# ABOUT THIS TASK
All of the records need to be retyped exactly, with no line dropped.

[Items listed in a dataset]
====

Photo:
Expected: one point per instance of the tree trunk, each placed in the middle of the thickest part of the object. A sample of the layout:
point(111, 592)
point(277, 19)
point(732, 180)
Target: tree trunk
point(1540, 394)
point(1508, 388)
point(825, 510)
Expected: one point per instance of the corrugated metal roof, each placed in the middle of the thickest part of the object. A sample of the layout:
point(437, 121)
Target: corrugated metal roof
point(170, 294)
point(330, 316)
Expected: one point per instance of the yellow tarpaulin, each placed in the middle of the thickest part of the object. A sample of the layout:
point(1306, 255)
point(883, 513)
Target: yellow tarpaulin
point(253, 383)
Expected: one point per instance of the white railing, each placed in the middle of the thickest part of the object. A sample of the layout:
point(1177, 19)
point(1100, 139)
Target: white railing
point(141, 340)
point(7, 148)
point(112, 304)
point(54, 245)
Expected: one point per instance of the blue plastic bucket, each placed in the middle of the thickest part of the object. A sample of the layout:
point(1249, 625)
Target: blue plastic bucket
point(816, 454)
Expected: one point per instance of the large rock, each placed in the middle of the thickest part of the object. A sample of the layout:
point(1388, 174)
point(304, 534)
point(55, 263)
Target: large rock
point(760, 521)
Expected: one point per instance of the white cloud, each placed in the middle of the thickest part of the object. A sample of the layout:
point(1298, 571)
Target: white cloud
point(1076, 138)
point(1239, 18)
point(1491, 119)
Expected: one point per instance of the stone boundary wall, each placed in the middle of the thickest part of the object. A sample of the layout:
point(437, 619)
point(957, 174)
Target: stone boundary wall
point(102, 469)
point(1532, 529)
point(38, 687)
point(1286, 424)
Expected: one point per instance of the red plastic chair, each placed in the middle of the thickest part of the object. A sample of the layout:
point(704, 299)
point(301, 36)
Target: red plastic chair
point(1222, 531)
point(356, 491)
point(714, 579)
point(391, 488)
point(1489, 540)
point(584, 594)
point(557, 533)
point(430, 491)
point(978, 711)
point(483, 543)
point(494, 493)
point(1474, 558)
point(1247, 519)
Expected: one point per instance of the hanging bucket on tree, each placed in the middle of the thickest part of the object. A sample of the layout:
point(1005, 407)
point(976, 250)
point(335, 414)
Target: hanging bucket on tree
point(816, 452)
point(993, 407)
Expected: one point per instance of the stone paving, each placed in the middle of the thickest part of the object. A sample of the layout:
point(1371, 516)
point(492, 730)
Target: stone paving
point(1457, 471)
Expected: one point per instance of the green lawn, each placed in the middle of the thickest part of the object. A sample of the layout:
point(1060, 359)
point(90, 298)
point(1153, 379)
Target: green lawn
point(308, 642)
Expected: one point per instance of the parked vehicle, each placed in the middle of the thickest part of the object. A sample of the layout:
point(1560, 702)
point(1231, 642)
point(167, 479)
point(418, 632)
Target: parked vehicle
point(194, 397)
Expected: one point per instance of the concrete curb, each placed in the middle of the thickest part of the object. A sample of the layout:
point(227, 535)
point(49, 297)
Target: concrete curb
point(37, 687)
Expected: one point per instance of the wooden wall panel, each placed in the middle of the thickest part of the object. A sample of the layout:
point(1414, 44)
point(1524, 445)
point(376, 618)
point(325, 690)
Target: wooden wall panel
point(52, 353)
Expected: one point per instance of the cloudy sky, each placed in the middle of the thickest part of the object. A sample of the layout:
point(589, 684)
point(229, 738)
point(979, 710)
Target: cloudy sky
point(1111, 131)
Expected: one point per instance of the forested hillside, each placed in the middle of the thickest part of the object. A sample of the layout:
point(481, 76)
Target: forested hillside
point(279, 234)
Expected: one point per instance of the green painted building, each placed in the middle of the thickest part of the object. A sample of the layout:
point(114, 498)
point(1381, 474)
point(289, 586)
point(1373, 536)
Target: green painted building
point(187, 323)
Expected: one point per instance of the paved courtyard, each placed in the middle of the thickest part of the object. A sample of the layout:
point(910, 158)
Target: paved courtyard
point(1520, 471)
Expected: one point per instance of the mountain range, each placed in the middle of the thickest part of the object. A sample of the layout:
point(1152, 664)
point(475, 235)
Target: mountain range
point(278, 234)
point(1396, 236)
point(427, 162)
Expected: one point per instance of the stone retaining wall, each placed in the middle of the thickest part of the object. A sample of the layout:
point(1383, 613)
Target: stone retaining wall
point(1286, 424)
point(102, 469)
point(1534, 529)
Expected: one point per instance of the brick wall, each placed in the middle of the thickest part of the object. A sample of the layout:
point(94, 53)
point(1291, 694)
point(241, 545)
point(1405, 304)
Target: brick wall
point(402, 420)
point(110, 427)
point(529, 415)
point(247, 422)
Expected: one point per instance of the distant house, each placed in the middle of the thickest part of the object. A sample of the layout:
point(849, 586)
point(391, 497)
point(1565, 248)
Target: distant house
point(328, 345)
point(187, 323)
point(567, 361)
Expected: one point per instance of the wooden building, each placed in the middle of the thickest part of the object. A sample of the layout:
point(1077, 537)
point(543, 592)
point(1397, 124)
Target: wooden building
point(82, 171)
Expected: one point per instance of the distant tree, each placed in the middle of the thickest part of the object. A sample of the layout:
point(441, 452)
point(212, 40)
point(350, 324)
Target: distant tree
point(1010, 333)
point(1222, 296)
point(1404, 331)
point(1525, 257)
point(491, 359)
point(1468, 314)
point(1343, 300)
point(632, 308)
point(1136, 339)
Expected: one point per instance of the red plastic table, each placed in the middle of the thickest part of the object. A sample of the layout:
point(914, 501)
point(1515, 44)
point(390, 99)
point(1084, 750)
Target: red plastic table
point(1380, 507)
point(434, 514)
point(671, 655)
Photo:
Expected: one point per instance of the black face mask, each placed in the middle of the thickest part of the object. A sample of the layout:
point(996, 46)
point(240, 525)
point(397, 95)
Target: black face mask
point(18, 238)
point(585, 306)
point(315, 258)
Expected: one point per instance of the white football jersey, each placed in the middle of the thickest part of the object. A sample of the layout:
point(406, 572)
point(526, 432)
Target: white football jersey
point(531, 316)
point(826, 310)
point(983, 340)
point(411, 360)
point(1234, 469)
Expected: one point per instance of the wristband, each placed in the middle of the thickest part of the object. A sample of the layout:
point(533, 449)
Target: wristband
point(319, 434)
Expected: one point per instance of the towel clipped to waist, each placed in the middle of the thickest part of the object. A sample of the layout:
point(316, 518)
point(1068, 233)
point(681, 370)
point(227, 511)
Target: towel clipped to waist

====

# SOLUTION FOR THIS PROBLEM
Photo:
Expected: one point per instance of the tree trunk, each placed in the middle of the thickest part of the object. A sample of the layout:
point(111, 592)
point(277, 19)
point(732, 180)
Target: tree trunk
point(1540, 394)
point(1508, 388)
point(825, 510)
Expected: one point per instance of the corrugated metal roof, each placed in the middle of the thickest part of the object. A sample of the layout:
point(437, 121)
Target: corrugated metal roof
point(170, 294)
point(330, 316)
Expected: one point per instance of the yellow tarpaulin, each placed in the middle of the thickest part of the object. A sample of the layout:
point(1306, 255)
point(883, 513)
Target: yellow tarpaulin
point(253, 383)
Expected: one point per instance of the white railing, each placed in the middle of the thickest part of the object. A sample of the layout:
point(1177, 19)
point(1100, 139)
Target: white railing
point(141, 340)
point(7, 148)
point(112, 304)
point(54, 245)
Expected: one point per instance of the blue plastic bucket, each placed in the middle of the thickest part of the object. A sample of the layout:
point(1249, 625)
Target: blue plastic bucket
point(816, 454)
Expected: one point per instance of the large rock, each placed in the middle of the thickest part of the object. A sample of the layout:
point(1388, 174)
point(304, 534)
point(55, 263)
Target: large rock
point(760, 521)
Expected: one point per instance of the white cloud, each placed in the middle of the thickest part of the object. A sample of the layout:
point(1298, 571)
Target: white cloud
point(1076, 138)
point(1239, 18)
point(1491, 119)
Expected: one point per instance of the stone boundary wall, each placed in the middle of the thickest part of the object. A sample of the layout:
point(437, 619)
point(957, 174)
Target: stone boundary wall
point(102, 469)
point(1532, 529)
point(38, 687)
point(1286, 424)
Expected: one point per instance of the red plastic chair, each placed in the middle of the thickest part of the object. A sample of the layout:
point(704, 299)
point(301, 36)
Target: red plastic chair
point(1222, 531)
point(356, 491)
point(714, 579)
point(391, 488)
point(1489, 540)
point(584, 594)
point(557, 533)
point(430, 491)
point(978, 711)
point(483, 543)
point(494, 493)
point(1474, 558)
point(1247, 519)
Expected: one point per instance of the hanging bucket on tree, each placed in the middle of the thickest part of the object. A sample of the layout:
point(1005, 407)
point(976, 250)
point(335, 414)
Target: hanging bucket on tree
point(816, 452)
point(993, 407)
Expected: one point per instance of the stone paving, each placed in the middle of the thickest part of the object. A sample of the layout:
point(1371, 516)
point(492, 730)
Target: stone paving
point(1457, 471)
Expected: one point per instance of the green lawn, each placed in the middle of the thickest part of the object. A sample of the layout:
point(1060, 359)
point(90, 298)
point(1153, 379)
Target: green lawn
point(308, 642)
Expected: one point per instance of the parked vehicle, each placed in the middle of the thickest part of the object. A sample of the layout:
point(1560, 702)
point(1231, 642)
point(167, 479)
point(418, 632)
Target: parked vehicle
point(194, 397)
Expected: one point per instance of the concrete curb, each placed in the middle of the thickest part of the object. A sample of the layout:
point(227, 535)
point(49, 297)
Target: concrete curb
point(37, 687)
Expected: one point per instance of the wooden wall panel, each placed in the middle of the thickest part of the object. A sample of the layout:
point(1414, 44)
point(1524, 445)
point(376, 618)
point(325, 690)
Target: wooden wall panel
point(52, 353)
Expected: one point per instance of the cloudy sky, each placed in the middle of the thickest part of the object. A sample of the layout:
point(589, 684)
point(229, 738)
point(979, 710)
Target: cloudy sky
point(1111, 131)
Expected: one point per instance of the forested hillside, each placed in the middle of the thickest part of the object. A sample of the layout:
point(481, 76)
Target: forested hillside
point(279, 234)
Expected: one point per instance of the green painted building, each placed in the middle of the thickest part of the object. A sample of the layout:
point(114, 498)
point(1381, 474)
point(289, 586)
point(1373, 536)
Target: green painted building
point(187, 323)
Expected: one point per instance of the paved courtyard, each placed in the middle of the thickest part of the object. A sample of the layout:
point(910, 158)
Target: paved courtyard
point(1520, 471)
Expected: one point per instance of the mountain range, each placed in the middle of the thickest part of the object. A sample of the layout:
point(1152, 664)
point(475, 235)
Target: mountain range
point(278, 234)
point(1396, 236)
point(427, 162)
Expected: one point per instance of the stone retaining wall, each placed in the middle of the thickest part of the object. A sample of the layout:
point(1383, 613)
Target: stone retaining wall
point(1286, 424)
point(102, 469)
point(1534, 529)
Expected: one point per instance of the brick wall, each placed in the middle of the thickest part of the object. A sample of the layout:
point(94, 53)
point(1291, 694)
point(241, 545)
point(1405, 304)
Target: brick wall
point(402, 420)
point(110, 427)
point(529, 415)
point(247, 422)
Expected: one point per instance of the distant house, each placed in the middle of the thickest part of the object. A sample of the layout:
point(849, 586)
point(391, 497)
point(1565, 248)
Target: distant house
point(328, 345)
point(187, 323)
point(567, 361)
Expected: one point per instance of the wooden building, each placed in the middle of the thickest part of the object. A sample of the layout:
point(1077, 537)
point(543, 592)
point(1397, 124)
Target: wooden building
point(82, 171)
Expected: one point per instance of the distant tree, each placed in the middle of the thickest part of the object. A sample of the layout:
point(441, 452)
point(212, 40)
point(350, 324)
Target: distant tree
point(1010, 333)
point(1222, 296)
point(1404, 331)
point(1525, 257)
point(491, 359)
point(1468, 314)
point(1343, 300)
point(632, 308)
point(1136, 339)
Expected: one point per instance of the red plastic table, each placed in the middle of the thickest part of the object. A sample of the layout:
point(914, 501)
point(1515, 44)
point(390, 99)
point(1084, 750)
Target: red plastic table
point(1380, 507)
point(434, 514)
point(671, 655)
Photo:
Expected: one point per instance of the black face mask, each placed in the middle of the thickest part of the object. A sample of the layout:
point(996, 46)
point(240, 525)
point(397, 95)
Target: black face mask
point(18, 238)
point(585, 306)
point(315, 258)
Expected: one point per instance of the white football jersey, each placed in the middle of the thickest part of the object. A sample of the layout:
point(406, 572)
point(526, 432)
Target: white football jersey
point(531, 316)
point(826, 310)
point(983, 340)
point(411, 360)
point(1234, 469)
Expected: one point per instance of the wristband, each placed in the middle of the thickest part of the object. A sample of the layout:
point(533, 449)
Target: wristband
point(319, 434)
Expected: one point per instance of the towel clipped to waist, each placed in the middle of the thickest part of the object. A sample of the layout:
point(316, 518)
point(1068, 233)
point(681, 370)
point(227, 511)
Target: towel clipped to waist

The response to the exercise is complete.